WHAT TO PRODUCE:
Which rows below contain the string "windshield"? Report each of them in full.

----

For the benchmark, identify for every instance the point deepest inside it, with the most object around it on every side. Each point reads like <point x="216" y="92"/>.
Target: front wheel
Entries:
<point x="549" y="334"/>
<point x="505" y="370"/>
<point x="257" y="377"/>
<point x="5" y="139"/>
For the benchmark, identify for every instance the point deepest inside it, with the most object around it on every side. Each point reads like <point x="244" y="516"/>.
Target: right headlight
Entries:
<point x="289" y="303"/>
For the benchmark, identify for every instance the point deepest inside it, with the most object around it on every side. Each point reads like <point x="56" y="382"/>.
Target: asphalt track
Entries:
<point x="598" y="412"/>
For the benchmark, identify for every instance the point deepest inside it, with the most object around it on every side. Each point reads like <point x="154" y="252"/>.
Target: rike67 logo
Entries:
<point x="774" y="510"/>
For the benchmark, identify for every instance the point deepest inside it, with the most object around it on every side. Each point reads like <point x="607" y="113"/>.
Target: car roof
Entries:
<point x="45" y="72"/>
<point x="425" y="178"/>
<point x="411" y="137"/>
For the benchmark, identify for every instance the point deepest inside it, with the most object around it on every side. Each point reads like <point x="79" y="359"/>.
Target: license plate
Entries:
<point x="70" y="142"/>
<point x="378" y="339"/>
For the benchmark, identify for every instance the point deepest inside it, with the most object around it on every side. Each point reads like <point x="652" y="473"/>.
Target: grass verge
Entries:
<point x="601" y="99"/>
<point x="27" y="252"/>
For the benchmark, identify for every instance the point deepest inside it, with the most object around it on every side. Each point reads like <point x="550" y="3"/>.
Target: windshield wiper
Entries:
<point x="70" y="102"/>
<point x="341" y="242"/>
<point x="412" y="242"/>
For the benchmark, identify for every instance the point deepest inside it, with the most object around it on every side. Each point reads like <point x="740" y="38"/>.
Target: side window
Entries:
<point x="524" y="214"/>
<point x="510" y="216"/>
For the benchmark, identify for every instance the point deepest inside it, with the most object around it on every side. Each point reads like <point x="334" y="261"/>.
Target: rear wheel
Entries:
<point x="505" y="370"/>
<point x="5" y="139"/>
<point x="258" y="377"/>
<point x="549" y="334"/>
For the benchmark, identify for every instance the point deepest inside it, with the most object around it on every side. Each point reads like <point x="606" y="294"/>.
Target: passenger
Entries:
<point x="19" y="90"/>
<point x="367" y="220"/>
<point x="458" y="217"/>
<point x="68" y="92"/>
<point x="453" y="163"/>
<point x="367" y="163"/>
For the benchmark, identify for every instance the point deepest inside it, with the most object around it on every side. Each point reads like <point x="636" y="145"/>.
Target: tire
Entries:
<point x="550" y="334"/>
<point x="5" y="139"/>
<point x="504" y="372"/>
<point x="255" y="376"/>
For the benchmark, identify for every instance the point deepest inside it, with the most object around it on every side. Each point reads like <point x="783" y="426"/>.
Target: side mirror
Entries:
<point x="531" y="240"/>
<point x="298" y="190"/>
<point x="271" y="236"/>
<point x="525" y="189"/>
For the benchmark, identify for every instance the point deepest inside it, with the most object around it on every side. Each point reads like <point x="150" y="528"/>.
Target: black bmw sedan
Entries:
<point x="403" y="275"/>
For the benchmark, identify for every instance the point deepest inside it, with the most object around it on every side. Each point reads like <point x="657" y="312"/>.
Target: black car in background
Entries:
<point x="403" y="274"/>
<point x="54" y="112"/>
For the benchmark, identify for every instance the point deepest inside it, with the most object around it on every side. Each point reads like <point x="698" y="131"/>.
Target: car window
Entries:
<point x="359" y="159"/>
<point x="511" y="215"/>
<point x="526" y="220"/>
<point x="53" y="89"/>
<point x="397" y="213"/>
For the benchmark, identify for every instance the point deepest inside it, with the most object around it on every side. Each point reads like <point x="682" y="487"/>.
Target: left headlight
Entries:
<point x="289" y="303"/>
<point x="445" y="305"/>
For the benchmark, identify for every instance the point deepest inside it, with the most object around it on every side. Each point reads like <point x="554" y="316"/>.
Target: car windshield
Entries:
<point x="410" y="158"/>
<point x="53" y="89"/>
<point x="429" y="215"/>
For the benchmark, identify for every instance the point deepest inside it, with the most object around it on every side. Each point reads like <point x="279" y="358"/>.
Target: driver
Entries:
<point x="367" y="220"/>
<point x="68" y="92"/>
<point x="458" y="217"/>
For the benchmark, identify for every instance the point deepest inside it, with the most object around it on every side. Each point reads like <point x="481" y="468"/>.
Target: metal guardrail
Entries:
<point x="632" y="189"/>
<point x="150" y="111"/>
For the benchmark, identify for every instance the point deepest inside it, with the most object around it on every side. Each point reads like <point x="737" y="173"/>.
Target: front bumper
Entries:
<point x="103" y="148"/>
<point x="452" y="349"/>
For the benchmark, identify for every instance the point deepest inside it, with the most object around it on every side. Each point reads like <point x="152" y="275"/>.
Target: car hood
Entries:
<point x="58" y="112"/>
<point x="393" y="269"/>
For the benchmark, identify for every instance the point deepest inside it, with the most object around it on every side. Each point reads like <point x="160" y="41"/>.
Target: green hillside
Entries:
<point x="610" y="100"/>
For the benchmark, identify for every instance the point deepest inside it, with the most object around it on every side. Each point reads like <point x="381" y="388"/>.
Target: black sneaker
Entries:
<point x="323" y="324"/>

----

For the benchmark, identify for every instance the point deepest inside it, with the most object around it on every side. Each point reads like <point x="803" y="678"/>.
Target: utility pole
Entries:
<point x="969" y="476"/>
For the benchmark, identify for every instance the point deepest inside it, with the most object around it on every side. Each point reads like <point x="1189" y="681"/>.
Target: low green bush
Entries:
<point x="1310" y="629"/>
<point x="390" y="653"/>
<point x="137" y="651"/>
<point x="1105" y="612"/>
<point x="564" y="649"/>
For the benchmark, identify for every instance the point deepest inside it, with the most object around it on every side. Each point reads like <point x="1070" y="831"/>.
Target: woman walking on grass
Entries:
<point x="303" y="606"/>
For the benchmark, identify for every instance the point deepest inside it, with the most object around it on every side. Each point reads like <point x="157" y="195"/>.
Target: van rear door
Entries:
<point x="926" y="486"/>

----

CORRECT ANSWER:
Target: windshield wiper
Target: car windshield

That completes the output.